How to Submit Single-Cell Data

Submitting well-annotated single-cell datasets ensures full compliance with FAIR principles — Findable, Accessible, Interoperable, and Reusable. Adding standardized metadata enhances reproducibility, enables integration into reference atlases (e.g. HCA, MCA, FCA, ...), and facilitates use in analysis platforms such as CELLxGENE. Moreover, the CELLxGENE data portal enforces a versioned schema (currently version 6.0.0) to ensure consistency across datasets.

What file format should I use?

Nowadays, standard file formats include Seurat objects (.rds), HDF5 files such as LOOM (.loom) or AnnData (.h5ad) and others.

At scFAIR, we recommend using the .h5ad format, following the default paths and metadata described in CELLxGENE schema 6.0.0 and summarized below. Please include at least the raw count matrix (non filtered) in your file (whether in /X or in /raw/X). Please also include the normalized counts if available. If the data is integrated, it's also good practice to keep the integrated embedding within the file.

Required Metadata Fields (AnnData .h5ad)

Use the CELLxGENE schema 6.0.0 for full metadata specs:

📁 Dataset-level (/uns)

  • title and description
  • contact (name + email)
  • Publication/preprint DOI
  • URLs (e.g. GEO accession, protocol links)
  • default_embedding, comments

📁 Cell-level metadata (obs)

Use controlled vocabularies (NCBITaxon, UBERON, CL, MONDO, etc.) as required by the schema.

Refer to the full cellxgene schema 6.0.0 for complete metadata definitions and ontologies

In short, it will ask you to include for each cell:

organism_ontology_term_id

Organism. The CELLxGENE schema for now only supports a restricted list of organisms, but feel free to use any taxon of any organism if you submit to another portal.

tissue_ontology_term_id

Tissue

cell_type_ontology_term_id

Cell-types (annotated / curated). Since it's an ontology, it's better to provide the most detailed cell-type, since we can recover the broader annotation by navigating the ontology graph.

development_stage_ontology_term_id

Development stage. Embryonic or Adult. If adult, please provide the age in days or years (depending on the species)

sex_ontology_term_id

Male, Female, Mixed sex (if mixed and unknown at cell level), Hermaphrodite or Unknown.

self_reported_ethnicity_ontology_term_id

For homo sapiens species.

disease_ontology_term_id

Use PATO:0000461 for normal or healthy. Or find your condition in MONDO ontology.

[Optional] Additional metadata

batch, donor_id, sample_id, clustering, doublets, etc... Any other metadata that could be useful for interoperability and reproducibility (usually, the more the better)

At least one 2D embedding stored in obsm (e.g. X_umap, X_pca)

Submission & Validation

You can validate your .h5ad with this validation tool.

Next, you can submit validated files to any supported portal such as CELLxGENE, ASAP, or SingleCellPortal. You can also upload your .h5ad file to GEO or ArrayExpress, along with your sequencing data.

=== Tasks ===
A – Summarize the single-cell submission guide above in two sentences.
B – From the single-cell submission guide above, reproduce the stretch from "Organism. The CELLxGENE" through "on the species)" word for word.

=== Information provided ===
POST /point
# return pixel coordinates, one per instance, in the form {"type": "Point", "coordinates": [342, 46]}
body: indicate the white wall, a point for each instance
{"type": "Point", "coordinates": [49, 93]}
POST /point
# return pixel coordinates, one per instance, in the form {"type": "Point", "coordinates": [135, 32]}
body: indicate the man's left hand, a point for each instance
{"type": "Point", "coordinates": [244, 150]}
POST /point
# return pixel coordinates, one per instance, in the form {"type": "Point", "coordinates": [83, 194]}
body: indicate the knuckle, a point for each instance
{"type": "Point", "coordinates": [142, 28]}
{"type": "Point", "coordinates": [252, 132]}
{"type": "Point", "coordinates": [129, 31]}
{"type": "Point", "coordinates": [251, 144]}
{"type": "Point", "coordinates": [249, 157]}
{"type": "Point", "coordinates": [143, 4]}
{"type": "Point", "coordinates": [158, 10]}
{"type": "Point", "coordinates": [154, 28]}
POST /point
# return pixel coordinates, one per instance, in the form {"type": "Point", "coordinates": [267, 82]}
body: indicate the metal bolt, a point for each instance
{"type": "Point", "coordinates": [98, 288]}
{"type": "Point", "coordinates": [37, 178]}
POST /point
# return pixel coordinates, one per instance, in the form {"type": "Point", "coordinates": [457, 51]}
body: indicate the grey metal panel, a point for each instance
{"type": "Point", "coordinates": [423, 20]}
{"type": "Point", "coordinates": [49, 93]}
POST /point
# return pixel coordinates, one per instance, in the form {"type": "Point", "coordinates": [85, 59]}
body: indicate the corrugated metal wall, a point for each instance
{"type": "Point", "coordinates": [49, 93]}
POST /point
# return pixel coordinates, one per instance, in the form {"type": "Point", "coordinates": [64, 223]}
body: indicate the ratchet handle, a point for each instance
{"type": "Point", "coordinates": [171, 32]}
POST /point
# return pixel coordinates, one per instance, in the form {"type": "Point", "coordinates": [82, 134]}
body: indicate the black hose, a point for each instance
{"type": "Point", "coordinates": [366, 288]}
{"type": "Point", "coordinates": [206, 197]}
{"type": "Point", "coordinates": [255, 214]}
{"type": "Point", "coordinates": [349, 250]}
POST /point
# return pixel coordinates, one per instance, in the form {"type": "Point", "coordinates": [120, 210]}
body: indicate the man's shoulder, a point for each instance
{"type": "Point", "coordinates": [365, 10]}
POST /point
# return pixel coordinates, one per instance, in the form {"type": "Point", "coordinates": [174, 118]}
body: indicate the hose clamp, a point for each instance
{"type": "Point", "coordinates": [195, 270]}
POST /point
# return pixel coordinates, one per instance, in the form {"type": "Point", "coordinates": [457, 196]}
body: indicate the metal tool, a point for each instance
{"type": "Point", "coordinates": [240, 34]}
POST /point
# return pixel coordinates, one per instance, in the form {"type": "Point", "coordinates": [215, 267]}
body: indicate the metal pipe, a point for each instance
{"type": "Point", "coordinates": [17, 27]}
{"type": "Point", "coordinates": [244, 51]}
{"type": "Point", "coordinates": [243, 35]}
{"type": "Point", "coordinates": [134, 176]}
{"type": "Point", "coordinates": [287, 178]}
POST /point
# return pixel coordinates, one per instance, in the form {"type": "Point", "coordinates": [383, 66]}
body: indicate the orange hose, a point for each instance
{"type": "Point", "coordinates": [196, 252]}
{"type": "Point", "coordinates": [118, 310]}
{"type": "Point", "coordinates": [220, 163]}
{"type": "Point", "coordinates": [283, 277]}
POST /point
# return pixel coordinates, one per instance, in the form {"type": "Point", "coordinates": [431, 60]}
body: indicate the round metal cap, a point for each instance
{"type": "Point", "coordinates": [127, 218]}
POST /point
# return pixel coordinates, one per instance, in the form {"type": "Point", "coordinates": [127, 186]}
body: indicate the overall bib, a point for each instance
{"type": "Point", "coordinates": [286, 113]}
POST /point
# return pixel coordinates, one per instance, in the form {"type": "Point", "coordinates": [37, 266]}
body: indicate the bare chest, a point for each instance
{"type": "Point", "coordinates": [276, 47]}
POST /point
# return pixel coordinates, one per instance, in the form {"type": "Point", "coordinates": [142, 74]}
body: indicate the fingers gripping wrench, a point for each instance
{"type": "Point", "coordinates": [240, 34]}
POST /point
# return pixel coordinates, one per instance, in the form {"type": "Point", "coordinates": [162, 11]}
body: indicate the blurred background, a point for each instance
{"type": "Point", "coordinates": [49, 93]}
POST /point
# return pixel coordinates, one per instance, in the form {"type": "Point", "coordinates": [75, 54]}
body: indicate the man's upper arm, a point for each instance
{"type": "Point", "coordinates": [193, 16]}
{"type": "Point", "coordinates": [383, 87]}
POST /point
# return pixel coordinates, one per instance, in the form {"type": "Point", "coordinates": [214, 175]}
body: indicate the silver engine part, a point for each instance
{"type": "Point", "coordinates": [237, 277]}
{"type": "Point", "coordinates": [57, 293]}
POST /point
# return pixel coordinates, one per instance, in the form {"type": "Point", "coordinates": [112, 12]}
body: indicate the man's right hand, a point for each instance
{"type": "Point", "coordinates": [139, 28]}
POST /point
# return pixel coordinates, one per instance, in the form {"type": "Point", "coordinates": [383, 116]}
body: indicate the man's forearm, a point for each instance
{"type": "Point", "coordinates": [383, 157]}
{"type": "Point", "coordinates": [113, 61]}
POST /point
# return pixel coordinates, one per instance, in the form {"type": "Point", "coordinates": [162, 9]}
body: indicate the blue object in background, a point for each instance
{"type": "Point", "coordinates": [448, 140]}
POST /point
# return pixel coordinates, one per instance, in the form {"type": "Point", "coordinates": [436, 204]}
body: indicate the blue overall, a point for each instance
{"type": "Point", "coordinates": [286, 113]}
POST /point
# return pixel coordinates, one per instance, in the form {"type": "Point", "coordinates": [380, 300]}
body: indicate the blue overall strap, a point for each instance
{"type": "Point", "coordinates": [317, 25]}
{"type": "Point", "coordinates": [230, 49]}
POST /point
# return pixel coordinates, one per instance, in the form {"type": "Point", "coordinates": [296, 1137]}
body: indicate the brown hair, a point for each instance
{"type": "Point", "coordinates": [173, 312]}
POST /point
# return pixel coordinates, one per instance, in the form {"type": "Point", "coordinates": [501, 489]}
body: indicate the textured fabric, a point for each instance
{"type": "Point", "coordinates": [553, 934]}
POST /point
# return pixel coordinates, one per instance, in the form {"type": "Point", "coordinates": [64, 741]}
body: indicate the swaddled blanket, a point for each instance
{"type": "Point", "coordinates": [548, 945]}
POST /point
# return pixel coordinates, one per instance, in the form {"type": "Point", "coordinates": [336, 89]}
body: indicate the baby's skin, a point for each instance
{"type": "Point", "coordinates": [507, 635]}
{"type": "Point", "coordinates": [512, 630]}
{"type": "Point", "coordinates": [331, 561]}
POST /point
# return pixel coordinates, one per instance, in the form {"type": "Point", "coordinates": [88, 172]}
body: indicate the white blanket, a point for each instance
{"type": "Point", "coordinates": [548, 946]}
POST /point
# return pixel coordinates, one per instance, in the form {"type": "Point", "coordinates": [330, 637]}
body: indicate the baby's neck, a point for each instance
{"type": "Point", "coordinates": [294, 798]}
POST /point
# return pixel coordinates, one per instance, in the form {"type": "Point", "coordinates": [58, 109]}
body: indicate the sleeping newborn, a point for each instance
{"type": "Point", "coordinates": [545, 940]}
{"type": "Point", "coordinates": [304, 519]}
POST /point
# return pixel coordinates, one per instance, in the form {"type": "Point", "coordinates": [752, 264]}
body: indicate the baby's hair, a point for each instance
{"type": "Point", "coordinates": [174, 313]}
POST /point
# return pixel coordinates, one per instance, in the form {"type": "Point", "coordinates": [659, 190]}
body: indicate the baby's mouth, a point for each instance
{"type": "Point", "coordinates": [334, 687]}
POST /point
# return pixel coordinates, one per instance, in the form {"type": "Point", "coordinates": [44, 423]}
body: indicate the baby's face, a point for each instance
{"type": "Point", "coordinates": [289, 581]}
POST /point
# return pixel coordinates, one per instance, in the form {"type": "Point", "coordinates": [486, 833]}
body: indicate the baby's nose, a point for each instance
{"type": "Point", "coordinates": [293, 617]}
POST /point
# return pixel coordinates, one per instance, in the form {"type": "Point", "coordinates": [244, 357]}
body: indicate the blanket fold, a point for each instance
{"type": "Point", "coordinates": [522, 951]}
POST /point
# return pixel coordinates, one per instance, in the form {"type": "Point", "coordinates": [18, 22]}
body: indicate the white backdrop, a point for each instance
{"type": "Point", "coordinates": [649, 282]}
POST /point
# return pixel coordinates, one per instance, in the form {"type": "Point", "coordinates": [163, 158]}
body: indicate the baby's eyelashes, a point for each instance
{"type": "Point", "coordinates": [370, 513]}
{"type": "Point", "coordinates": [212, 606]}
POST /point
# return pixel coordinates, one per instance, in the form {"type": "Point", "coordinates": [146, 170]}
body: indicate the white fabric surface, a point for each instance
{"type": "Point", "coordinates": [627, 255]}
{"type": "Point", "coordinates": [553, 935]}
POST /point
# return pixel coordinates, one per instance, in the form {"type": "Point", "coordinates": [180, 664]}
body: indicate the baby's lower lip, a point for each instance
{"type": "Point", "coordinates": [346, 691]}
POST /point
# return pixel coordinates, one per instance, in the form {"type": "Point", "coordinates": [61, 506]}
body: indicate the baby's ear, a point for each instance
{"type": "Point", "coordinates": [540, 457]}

=== Solutions to the tasks ===
A – The guide recommends submitting single-cell data in the .h5ad format, following the default paths and metadata of CELLxGENE schema 6.0.0 and including at least the raw, non-filtered count matrix. It lists the required dataset-level and cell-level metadata fields, which use controlled vocabularies, and says validated files can be submitted to portals such as CELLxGENE, ASAP, or SingleCellPortal, or uploaded to GEO or ArrayExpress.

B –
Organism. The CELLxGENE schema for now only supports a restricted list of organisms, but feel free to use any taxon of any organism if you submit to another portal.

tissue_ontology_term_id

Tissue

cell_type_ontology_term_id

Cell-types (annotated / curated). Since it's an ontology, it's better to provide the most detailed cell-type, since we can recover the broader annotation by navigating the ontology graph.

development_stage_ontology_term_id

Development stage. Embryonic or Adult. If adult, please provide the age in days or years (depending on the species)